╭─ STORED DATA

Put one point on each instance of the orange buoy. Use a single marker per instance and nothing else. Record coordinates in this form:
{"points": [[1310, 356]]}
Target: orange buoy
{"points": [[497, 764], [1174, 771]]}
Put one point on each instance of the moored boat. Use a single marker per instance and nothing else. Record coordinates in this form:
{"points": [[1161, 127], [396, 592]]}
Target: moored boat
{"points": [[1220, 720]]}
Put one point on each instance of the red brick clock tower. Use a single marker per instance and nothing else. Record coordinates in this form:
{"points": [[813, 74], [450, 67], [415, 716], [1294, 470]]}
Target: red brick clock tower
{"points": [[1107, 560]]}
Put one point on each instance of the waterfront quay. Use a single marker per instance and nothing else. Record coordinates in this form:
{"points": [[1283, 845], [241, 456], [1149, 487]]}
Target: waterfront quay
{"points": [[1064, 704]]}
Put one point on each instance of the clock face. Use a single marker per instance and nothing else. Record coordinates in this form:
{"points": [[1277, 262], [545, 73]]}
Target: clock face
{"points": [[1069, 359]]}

╰─

INSTRUCTIONS TO FOLLOW :: The response should consist of the entries, retyped exactly and in full.

EXPECTED ANSWER ::
Put one point on each instance of the orange buoy. Use a single marker per instance and nothing else. Record coordinates in this form:
{"points": [[1310, 356]]}
Target: orange buoy
{"points": [[497, 764], [1174, 771]]}
Put one point on each instance of the moored boat. Use a single marker per instance and nothing else. Record coordinates in this form:
{"points": [[1161, 127], [396, 592]]}
Target: moored boat
{"points": [[1220, 720]]}
Put one point on each instance of the red brick clock tower. Use a single marker per instance and nothing else. Record coordinates in this form:
{"points": [[813, 74], [450, 67], [415, 716], [1294, 470]]}
Target: red brick clock tower
{"points": [[1107, 560]]}
Put one point on each instance of the waterfront quay. Use a single marker per instance and nothing else. Record coordinates in this form:
{"points": [[1283, 845], [241, 456], [1149, 487]]}
Target: waterfront quay
{"points": [[1064, 704]]}
Put one point on each instance of the clock face. Use a single marker per instance and nothing else. Record coordinates in this form:
{"points": [[1277, 262], [545, 73]]}
Target: clock face
{"points": [[1069, 359]]}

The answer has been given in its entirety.